» Task instructions
Gather every line in the rows below that contains the word "uniform", and copy each one without changes.

******************************

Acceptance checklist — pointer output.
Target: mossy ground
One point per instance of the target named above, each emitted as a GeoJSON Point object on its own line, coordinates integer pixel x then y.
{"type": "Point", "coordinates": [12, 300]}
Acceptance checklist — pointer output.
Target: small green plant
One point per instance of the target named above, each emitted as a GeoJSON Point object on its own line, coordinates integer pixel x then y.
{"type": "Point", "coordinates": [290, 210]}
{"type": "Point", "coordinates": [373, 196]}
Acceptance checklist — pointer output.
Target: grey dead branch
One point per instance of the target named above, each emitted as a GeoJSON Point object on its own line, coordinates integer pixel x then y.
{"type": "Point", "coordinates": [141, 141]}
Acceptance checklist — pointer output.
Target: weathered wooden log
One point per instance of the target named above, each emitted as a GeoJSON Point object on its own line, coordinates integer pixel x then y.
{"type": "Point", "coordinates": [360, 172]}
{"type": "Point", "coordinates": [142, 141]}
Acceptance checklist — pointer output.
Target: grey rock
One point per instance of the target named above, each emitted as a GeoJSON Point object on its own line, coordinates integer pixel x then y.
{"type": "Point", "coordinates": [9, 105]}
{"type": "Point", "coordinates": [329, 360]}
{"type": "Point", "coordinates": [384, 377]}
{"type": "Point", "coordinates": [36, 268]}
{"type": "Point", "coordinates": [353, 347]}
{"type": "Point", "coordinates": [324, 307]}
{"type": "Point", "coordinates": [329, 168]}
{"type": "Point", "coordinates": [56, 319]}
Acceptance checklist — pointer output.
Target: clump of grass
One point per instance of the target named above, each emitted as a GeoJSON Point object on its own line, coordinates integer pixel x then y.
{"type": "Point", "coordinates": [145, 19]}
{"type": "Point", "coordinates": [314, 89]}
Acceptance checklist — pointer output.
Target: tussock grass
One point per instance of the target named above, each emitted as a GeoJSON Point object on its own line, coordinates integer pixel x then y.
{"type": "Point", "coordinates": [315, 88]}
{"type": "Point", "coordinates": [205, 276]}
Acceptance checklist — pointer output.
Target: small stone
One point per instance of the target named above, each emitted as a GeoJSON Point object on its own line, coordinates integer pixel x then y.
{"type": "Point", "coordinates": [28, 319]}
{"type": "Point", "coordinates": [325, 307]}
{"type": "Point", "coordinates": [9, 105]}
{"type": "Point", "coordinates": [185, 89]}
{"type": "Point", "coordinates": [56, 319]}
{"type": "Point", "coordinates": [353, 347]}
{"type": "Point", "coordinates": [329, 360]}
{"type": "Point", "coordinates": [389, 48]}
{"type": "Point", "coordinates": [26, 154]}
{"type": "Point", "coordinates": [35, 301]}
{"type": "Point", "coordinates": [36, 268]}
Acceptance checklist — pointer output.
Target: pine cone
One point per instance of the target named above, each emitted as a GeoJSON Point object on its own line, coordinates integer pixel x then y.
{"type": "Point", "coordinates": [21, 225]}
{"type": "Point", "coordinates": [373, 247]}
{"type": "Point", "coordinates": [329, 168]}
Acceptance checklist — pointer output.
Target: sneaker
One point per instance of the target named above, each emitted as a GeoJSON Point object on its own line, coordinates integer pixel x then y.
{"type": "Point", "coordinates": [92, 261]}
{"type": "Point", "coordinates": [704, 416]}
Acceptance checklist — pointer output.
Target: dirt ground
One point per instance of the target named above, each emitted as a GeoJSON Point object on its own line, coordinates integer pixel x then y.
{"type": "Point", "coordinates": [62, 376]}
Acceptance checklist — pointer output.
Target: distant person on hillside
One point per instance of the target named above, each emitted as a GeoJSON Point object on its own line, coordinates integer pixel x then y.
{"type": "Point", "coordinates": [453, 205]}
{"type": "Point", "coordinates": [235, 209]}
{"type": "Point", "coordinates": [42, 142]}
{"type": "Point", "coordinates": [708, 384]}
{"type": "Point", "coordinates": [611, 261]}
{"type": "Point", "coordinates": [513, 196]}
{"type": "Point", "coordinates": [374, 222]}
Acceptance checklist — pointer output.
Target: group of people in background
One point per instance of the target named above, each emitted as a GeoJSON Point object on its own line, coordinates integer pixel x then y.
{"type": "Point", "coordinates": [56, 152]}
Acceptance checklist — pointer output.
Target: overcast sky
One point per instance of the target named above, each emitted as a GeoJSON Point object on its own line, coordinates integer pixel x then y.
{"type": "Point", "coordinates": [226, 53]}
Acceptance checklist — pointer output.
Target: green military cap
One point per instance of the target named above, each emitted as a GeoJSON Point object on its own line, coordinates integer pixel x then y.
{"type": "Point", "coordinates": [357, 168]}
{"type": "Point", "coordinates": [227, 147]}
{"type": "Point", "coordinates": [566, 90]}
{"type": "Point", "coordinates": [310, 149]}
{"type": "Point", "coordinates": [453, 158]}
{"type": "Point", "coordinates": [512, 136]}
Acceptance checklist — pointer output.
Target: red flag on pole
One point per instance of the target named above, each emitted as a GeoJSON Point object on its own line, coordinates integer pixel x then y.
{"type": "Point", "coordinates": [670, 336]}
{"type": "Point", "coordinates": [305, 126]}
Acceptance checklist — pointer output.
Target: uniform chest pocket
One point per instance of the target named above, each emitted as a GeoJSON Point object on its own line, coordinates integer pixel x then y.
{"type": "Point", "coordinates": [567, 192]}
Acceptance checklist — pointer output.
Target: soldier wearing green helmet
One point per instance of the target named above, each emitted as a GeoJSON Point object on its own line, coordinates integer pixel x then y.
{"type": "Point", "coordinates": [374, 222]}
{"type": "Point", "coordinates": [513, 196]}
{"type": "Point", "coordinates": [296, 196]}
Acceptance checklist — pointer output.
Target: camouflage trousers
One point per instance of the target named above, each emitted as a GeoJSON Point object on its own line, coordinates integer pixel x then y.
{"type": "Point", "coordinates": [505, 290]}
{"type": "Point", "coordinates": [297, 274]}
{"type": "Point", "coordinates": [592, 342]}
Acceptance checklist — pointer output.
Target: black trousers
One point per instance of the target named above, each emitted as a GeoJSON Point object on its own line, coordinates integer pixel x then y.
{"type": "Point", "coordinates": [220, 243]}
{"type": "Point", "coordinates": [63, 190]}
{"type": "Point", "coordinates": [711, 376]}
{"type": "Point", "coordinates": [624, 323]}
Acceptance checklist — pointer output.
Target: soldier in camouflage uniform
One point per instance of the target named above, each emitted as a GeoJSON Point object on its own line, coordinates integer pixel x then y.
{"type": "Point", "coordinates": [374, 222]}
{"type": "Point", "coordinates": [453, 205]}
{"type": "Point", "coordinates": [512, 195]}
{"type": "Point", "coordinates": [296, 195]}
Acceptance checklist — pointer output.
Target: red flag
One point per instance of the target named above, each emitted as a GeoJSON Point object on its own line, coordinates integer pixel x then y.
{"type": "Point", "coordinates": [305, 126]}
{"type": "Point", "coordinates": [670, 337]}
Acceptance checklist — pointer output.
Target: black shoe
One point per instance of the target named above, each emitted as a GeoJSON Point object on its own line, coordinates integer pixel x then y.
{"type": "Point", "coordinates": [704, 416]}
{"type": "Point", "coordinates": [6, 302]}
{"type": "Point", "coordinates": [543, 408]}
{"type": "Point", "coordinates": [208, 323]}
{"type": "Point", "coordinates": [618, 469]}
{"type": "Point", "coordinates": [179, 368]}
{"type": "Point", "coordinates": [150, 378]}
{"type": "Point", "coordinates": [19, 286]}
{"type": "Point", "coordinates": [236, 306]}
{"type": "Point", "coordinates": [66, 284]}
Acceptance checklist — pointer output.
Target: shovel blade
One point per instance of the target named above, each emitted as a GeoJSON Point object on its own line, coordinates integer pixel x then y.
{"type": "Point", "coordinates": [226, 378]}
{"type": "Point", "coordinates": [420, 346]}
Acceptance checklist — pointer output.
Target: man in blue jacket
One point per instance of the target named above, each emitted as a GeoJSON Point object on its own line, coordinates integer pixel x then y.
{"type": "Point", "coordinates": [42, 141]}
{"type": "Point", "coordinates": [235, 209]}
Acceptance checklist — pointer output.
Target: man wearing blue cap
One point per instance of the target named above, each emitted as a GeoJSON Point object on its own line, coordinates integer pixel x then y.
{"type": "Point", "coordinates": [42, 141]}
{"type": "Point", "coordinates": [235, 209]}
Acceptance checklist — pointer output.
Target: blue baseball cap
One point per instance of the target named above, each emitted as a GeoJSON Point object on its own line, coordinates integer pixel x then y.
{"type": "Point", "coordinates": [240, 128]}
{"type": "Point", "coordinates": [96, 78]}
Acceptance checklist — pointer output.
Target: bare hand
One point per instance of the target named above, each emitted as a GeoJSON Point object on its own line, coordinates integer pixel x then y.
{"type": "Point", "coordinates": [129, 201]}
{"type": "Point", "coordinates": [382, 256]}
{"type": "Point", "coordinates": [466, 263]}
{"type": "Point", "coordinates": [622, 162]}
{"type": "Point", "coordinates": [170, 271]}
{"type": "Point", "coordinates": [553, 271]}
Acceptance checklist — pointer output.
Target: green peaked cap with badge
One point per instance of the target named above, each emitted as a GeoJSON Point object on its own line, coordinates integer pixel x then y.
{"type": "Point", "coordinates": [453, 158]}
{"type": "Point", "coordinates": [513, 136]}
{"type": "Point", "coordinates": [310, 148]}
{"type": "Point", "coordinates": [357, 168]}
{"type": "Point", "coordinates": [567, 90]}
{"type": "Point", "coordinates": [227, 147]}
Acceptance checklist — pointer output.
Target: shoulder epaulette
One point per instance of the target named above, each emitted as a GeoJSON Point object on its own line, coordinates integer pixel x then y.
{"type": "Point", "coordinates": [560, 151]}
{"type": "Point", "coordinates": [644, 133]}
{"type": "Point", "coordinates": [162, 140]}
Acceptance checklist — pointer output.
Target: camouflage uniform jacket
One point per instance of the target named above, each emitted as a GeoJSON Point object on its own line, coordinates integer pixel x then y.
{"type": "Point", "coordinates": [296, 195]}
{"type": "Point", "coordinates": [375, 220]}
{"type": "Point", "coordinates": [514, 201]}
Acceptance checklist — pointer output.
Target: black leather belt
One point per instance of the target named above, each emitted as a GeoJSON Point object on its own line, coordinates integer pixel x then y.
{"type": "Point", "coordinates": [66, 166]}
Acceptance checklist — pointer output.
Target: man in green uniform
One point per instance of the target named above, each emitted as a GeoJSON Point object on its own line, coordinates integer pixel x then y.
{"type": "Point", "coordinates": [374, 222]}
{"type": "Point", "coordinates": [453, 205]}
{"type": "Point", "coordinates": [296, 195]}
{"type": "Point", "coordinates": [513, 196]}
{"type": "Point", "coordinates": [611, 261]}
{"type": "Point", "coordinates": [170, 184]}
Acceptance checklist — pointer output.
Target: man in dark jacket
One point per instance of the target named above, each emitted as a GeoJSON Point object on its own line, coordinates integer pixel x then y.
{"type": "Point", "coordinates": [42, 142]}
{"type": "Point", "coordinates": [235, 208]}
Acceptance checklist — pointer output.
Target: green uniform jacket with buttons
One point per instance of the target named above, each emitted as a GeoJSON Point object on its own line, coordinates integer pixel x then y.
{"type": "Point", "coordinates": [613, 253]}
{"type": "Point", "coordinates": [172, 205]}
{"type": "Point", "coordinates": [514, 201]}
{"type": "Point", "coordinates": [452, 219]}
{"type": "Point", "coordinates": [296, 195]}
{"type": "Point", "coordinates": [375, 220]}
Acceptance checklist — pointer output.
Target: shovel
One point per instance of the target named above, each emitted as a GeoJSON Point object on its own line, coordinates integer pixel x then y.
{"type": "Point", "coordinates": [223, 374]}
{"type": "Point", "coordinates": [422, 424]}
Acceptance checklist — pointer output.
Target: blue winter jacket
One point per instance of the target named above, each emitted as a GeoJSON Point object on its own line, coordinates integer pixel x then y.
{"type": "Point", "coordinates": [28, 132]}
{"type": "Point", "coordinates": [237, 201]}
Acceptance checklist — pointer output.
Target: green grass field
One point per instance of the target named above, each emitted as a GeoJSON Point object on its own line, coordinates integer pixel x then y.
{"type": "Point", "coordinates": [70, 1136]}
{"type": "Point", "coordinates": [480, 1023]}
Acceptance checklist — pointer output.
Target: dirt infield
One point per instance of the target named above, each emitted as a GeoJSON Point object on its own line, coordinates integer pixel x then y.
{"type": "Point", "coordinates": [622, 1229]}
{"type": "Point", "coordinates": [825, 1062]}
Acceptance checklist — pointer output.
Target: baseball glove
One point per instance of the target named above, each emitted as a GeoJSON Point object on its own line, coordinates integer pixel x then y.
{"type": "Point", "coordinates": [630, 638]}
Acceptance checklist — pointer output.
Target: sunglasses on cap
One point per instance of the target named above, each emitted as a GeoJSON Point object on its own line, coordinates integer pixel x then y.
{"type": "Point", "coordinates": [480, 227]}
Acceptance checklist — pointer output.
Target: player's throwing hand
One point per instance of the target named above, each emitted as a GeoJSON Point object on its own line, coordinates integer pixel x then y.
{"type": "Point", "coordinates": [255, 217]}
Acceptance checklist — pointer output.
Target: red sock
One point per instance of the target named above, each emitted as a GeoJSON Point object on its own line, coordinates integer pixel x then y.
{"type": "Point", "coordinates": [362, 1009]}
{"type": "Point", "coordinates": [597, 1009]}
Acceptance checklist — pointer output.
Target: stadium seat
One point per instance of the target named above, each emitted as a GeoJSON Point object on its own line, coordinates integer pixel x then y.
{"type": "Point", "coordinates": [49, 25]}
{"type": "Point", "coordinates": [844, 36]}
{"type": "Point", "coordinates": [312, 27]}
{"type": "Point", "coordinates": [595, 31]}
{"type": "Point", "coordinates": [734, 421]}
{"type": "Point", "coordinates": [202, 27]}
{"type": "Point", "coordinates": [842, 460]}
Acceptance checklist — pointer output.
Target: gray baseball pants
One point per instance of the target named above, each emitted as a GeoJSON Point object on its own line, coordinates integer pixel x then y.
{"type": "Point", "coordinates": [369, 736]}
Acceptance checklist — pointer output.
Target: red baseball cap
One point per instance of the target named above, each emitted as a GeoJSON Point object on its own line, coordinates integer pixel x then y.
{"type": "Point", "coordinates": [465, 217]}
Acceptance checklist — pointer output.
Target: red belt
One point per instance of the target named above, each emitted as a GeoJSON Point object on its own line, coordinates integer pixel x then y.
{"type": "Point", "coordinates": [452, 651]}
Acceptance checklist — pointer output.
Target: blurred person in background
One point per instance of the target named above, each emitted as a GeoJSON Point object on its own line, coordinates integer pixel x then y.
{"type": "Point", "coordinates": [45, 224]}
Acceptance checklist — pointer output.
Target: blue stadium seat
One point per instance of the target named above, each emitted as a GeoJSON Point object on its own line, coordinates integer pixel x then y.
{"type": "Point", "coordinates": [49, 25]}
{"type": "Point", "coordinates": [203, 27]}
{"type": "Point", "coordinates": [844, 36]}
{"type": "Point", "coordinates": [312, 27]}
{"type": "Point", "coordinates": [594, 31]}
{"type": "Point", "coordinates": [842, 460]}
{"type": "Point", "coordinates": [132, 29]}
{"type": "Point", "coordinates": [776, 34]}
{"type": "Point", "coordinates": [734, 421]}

******************************

» Completed task
Target: uniform chest pocket
Target: soldier in camouflage uniform
Target: camouflage uniform jacket
Target: man in green uniform
Target: green uniform jacket with buttons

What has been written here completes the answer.